» **EXTRACT TO READ**:
JC: They were supposed to do the pros and max and stuff, and then I think those were intended to be at the end of this year. There was production delays and stuff like that that were out of their hands. It’s all on the side of like TSMC and the others. Flextronics, all the people who actually make these things have had delays and they’re looking at where’s our volume? What do we need to do? What we really need to do is iPhone 14 Pro is where we need to put all our legs in that basket right now.
MS: They had a problem with that too, production delays.
JC: Well, that’s what I mean. That’s why they need to… Yeah. That’s why they’re not going to divide up their limited production capacity to do these other things.
MS: Listen, the M1 Pro, Macs, MacBooks, they’re fantastic laptops and they’re on sale all over the place for like $400 or $500 off, which is just ridiculously good.
JC: Yeah. Honestly, all the stuff that would be cool about an update is the stuff they got this year, like the display and all that other stuff.
MS: Yes. Right. Nothing else is changing. If nothing else is changing, it would just be the chip.
JC: Yeah. Yeah. And going from the M1 to the M2, it’s not a huge…I mean, what we’ve seen in the M1 and M2, it’s not a huge leap. I don’t expect the M1 Pro and Max, the M2 Pro and Max to be like, earth-shaking either.
RL: Moving on to the next major product category, that’s the iPhone.
MS: Look at the iPhone being third in 2023 Do we really expect anything big from the iPhone in 2023?
MS: Well, I mean we say this every year that this is the year but this does look like the year I mean, so, USB-C number one is massive. If Apple actually does dump them. Now they don’t have to do that, so the rule says by late 2024, I think it was November or December 2024, so Apple could technically release the iPhone 15 and 16 with lightning and still comply with the EU law.
But all rumors say that they’re going to get ahead of that ball and the iPhone 15, all models will dump lightning for USBC, which would be if nothing else changes and there are a lot of other changes that are coming. But if nothing else changes, that’s huge. That’s a huge change.
JC: And just ignoring sort of the convenience and possible data rate, it’s possible that they make them faster charging than is possible with Lightning. USB-C can handle that. Whether the phone can or not is another situation, but I think their charge limit is as much about Lightning currently as it is about the phone.
MS: I agree. Yeah, there are Android phones that go up to like 100 watts. You can go, Apple does what? 18, 20, what was it? 18? Yeah, so they can go way, way faster.
RL: And then Apple will promote that as a giant breakthrough.
MS: Yeah. Listen, Apple is not going to do like a 150 or something. It would go to like 25, but that’s still a significant change.
JC: That’s one. The camera is supposed to be a big deal. They are supposedly using new sensors from Sony. They’ve been using kind of old sensors from Sony for the most part in most of these cameras. When you dig into the teardowns and they find the model numbers, there are these four, five-year-old sensors, with the exception of maybe that 48-megapixel sensor in the Pro now. There’s a new sensor coming from Sony next year that’s supposed to be two or three times more sensitive to collecting photons and turning them into bits. They’re supposedly using that. They’re supposedly doing the periscope lens for the telephoto. It could be a big camera upgrade, at least in the Pro model.

» **WHAT YOU WILL DO**: Can you continue the Apple product transcript, picking up right after its last line? The records come from a separate source that has no connection to the transcript.

» **DATASET EXCERPTS**:
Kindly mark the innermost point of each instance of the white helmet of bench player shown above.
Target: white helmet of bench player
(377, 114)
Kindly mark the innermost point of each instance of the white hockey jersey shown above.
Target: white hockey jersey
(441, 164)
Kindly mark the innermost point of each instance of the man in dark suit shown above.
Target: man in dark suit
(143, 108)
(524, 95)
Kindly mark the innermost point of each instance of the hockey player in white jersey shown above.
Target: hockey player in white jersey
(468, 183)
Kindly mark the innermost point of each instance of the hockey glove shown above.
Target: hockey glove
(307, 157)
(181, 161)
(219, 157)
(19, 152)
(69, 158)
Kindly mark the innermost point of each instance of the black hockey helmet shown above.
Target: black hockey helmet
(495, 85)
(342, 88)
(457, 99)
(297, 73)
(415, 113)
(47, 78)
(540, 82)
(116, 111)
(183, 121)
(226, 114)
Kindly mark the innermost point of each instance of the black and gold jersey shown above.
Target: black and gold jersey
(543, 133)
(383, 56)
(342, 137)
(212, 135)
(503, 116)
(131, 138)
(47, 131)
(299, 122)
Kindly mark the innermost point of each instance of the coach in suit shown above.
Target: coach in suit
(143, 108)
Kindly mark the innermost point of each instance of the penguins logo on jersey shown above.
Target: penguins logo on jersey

» **ANSWER FOR THE TASK**:
MS: That could be the periscope camera. We’ve heard rumors that that might be limited to the iPhone 15 Pro Max, which is going to be renamed the iPhone 15 Ultra. But I don’t know. Yeah, who knows?
Just quick about the cameras. So Tim Cook went to Japan, and sent out a tweet that says, “We’ve been partnering with Sony for over a decade to create the world’s leading camera sensors for iPhone and many thanks to people who work there.”
I don’t know if Apple has ever publicly acknowledged that it works with Sony for the camera sensor. I mean, maybe in like a keynote or something they mentioned it way back when, but it’s not something that they often do. Something like that leads me to believe that, yes, they’re serious about whatever their new thing is.
JC: They’ve acknowledged it to the same capacity as this is. It would be in a tweet or in a side thing. It’s never in their formal public–nothing is. They never say who makes their displays. They never say their displays are made by Samsung or LG or any of those things. Same thing going on here.
MS: Yeah, but it’s interesting that Cook would be there calling it out now.
JC: To pile on that conspiracy in the spirit of looking ahead to next year, there are multiple manufacturers in that same city that… first of all, Sony is supposed to be supplying them with
a display for the AR headset. There’s a Flextronics manufacturing facility there, I believe.
All in the same location is about half the stuff they need for the AR headset. He may be going there not to talk about their camera sensors for the iPhone. He may have tweeted that, but he may be there to have meetings about the AR headset stuff.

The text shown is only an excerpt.